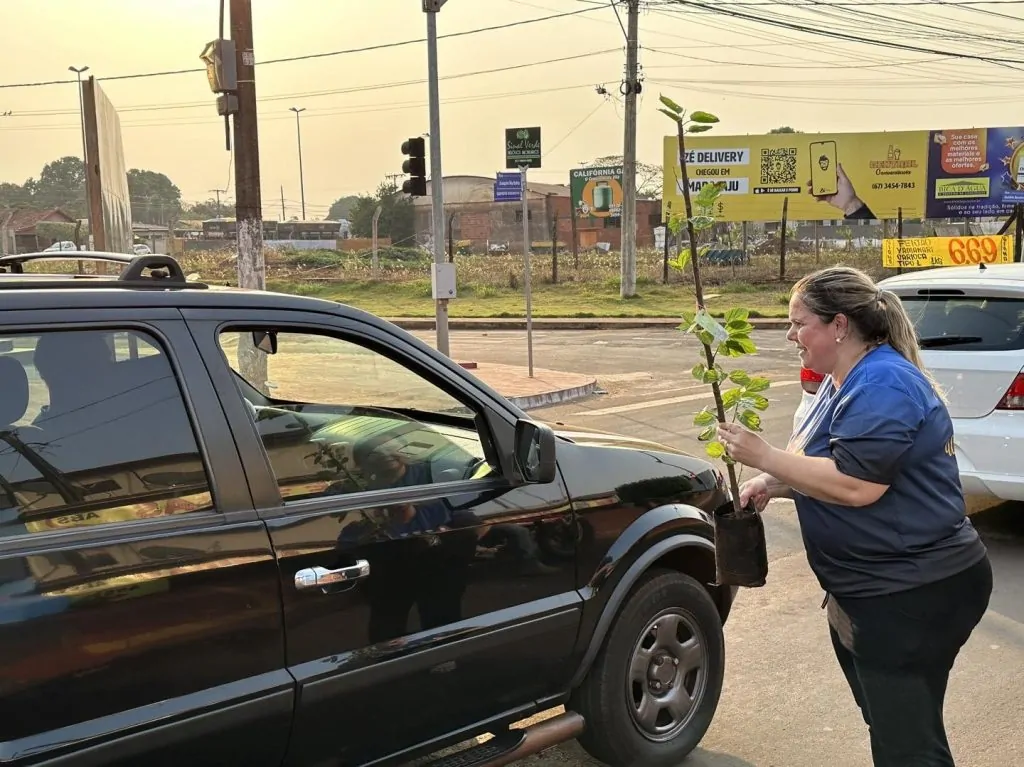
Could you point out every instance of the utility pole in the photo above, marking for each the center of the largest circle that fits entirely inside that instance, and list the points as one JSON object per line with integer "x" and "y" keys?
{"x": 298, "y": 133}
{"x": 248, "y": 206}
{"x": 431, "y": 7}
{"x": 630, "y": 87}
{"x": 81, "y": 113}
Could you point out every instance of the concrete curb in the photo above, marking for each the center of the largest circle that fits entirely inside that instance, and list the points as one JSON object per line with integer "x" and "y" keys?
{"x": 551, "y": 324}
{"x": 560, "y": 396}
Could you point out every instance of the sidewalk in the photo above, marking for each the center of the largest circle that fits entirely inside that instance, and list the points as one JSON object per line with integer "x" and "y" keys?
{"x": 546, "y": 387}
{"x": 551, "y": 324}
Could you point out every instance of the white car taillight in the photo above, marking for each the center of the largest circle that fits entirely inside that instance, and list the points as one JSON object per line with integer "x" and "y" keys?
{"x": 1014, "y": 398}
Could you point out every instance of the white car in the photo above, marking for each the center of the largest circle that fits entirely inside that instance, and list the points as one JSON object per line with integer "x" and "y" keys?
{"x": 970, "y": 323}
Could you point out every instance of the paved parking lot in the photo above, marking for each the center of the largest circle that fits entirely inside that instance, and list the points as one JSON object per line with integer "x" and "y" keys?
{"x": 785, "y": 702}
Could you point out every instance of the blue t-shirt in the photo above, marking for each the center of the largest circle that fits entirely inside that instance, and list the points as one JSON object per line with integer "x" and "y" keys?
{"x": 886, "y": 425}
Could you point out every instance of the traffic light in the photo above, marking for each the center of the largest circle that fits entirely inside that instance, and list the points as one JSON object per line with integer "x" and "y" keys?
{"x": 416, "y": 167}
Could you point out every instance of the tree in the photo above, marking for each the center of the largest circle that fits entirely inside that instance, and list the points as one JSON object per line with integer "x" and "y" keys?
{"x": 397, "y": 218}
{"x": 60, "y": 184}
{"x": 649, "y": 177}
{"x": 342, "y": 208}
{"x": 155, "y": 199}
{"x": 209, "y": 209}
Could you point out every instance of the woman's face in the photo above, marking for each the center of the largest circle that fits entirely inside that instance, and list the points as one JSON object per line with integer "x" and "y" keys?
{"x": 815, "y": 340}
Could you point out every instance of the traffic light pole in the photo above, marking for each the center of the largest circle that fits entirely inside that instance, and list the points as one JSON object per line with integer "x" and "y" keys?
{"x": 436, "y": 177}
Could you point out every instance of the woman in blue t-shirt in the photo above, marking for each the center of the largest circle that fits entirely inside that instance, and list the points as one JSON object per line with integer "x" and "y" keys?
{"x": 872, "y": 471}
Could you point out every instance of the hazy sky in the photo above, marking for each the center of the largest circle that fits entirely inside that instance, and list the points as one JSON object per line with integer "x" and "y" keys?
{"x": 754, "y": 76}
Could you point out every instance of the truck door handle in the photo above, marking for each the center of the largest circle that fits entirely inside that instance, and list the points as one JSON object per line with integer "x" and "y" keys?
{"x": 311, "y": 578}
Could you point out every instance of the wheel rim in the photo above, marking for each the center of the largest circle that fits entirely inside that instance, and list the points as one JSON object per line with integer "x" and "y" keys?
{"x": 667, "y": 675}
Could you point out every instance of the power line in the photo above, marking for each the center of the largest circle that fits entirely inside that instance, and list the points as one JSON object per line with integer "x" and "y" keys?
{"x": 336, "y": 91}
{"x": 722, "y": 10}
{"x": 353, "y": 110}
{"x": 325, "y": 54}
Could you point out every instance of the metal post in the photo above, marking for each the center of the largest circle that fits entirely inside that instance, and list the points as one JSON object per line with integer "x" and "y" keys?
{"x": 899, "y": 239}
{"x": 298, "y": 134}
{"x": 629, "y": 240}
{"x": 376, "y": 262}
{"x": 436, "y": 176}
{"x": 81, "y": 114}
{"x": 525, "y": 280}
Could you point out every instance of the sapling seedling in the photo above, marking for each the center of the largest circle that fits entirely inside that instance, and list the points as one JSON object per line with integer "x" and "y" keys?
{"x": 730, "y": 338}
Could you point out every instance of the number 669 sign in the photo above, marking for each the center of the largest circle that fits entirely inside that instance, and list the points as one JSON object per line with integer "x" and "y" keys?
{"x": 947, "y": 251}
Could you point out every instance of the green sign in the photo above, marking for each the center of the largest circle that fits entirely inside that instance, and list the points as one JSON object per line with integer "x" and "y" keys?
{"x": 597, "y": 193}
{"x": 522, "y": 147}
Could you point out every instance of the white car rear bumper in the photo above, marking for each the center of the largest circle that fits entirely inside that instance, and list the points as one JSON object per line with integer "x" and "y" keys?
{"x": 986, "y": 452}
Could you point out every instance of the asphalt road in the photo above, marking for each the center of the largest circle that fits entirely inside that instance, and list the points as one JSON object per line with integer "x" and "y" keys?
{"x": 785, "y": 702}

**Exercise directions**
Once the pictures are set aside, transcribe the remaining lines above exactly.

**Expected answer**
Could you point out every instance of the utility pole in the photo above, marking for each the center of the largest circle that fits entirely inside that instance, and list the points as one JSON object per line with integer "x" and "y" keys?
{"x": 298, "y": 133}
{"x": 248, "y": 206}
{"x": 431, "y": 7}
{"x": 630, "y": 87}
{"x": 81, "y": 113}
Could you point out every instance of the concrete curb in the photo above, marking for each the center of the largest circle that fits entirely inside that instance, and list the points as one JSON object per line with integer "x" and "y" keys?
{"x": 551, "y": 324}
{"x": 560, "y": 396}
Could you point out every instance of the sidewalk in the photo above, marking for each the center of the largest circle that fits entirely inside that instance, and list the points as one JSON object per line with integer "x" and "y" keys?
{"x": 546, "y": 387}
{"x": 551, "y": 324}
Could you point out every instance of the white car taillight in the photo above, marking for each the center of the largest circle that fits entirely inside that instance, and list the points as one JSON object per line with integer "x" and "y" keys?
{"x": 1014, "y": 398}
Could you point out every instance of the white car in the photo above, marking for each the center of the largest circle that fits entirely inside that instance, and list the points as one JSON object per line with integer "x" and "y" keys?
{"x": 970, "y": 323}
Could you point out every instance of the paved parking lot in the photo above, marking for each the center of the largest circle that fits entirely inside that instance, and list the points as one JSON object per line with integer "x" and "y" keys?
{"x": 785, "y": 702}
Could you point out every instance of the blue t-shirt in the photo above, marking for each the center of the largest circle that fits entirely inside that instance, and list the points as one JSON object per line with integer "x" and "y" keys?
{"x": 886, "y": 425}
Could you point out every instance of the traffic light in the photo above, marking for each the center of the largest circle that fits entirely inside that instance, and list the points as one JSON object per line with integer "x" and "y" keys?
{"x": 416, "y": 167}
Could you point out every instance of the tree in the photo above, marking for each the center of the largest circle that fits entirely inside that instance, and list the points as one JSON object per line with integer "x" and "y" keys?
{"x": 397, "y": 218}
{"x": 60, "y": 184}
{"x": 649, "y": 177}
{"x": 342, "y": 208}
{"x": 155, "y": 199}
{"x": 209, "y": 209}
Could you point out every instance of the woman's face in the photo above, marking for each the center of the largest circle that fits entirely inside that instance, and list the points as one JSON object per line with integer "x" and "y" keys?
{"x": 815, "y": 340}
Could you point out every instance of the traffic light pole in the photo above, marking for each the center of the largest circle that fits entirely inside that instance, and list the points as one JSON object per line with integer "x" and "y" keys?
{"x": 436, "y": 177}
Could you point out every instance of the woman in blue t-shirt in the photo above, marking for each the center of the largest circle that fits entirely inside that instance, and list the points as one JSON object per line with integer "x" and "y" keys?
{"x": 872, "y": 471}
Could you point out every instance of the hazy sky in the photo above, marking for each the center of the largest circle that fits entirely inside that instance, and list the points as one JSON object per line with integer "x" and "y" keys?
{"x": 754, "y": 76}
Could you point out every instance of the truck door handle in the photo above, marking for each the center of the largest circle that fits entirely inside that instance, and list the points as one JSON object per line with integer "x" and "y" keys?
{"x": 311, "y": 578}
Could you point out every instance of the wheel rim in the photo above, marking for each the center of the largest circle that fits entirely inside that instance, and list the points as one JSON object per line with integer "x" and "y" keys?
{"x": 667, "y": 675}
Could you point out every instance of the power line in the photo above, marking for each the center of the largest circle that fits entirely inside that instance, and list the points as one JSON object per line with integer "x" and "y" keys?
{"x": 336, "y": 91}
{"x": 722, "y": 10}
{"x": 353, "y": 110}
{"x": 325, "y": 54}
Could you point out every instance of the metal post in the photo above, marking for each the center of the largest circle that fits entirely inside that instance, and list the points as one JSON object per line with integer "x" and "y" keys?
{"x": 899, "y": 239}
{"x": 298, "y": 134}
{"x": 629, "y": 240}
{"x": 376, "y": 262}
{"x": 436, "y": 176}
{"x": 81, "y": 114}
{"x": 525, "y": 280}
Could you point out every instance of the sapling seedling in the photo above, marking for each the center of the largest circle that fits entirely inside that instance, and list the points as one JSON object per line with integer "x" and "y" keys?
{"x": 730, "y": 338}
Could you point out every instance of the number 669 sign in the photo above, marking for each the center of the largest circle that fits entirely inside that instance, and list the points as one JSON object per line with integer "x" and "y" keys?
{"x": 947, "y": 251}
Could you point out every instance of the green sign in the photo above, marking for each the center of the largest circle that fits entirely inside that instance, and list the points as one JSON object per line with integer "x" and "y" keys?
{"x": 597, "y": 193}
{"x": 522, "y": 147}
Could you point out every instance of the white car rear bumper in the photo above, marking for each the center of the largest circle that fits entirely inside that instance, and list the points as one JSON object per line with integer "x" and "y" keys?
{"x": 986, "y": 452}
Could you point out every instance of the asphalt road in the photo above, marking for each the center of the largest circle that fits entirely inside that instance, and list the points as one JSON object per line with integer "x" and "y" keys?
{"x": 785, "y": 702}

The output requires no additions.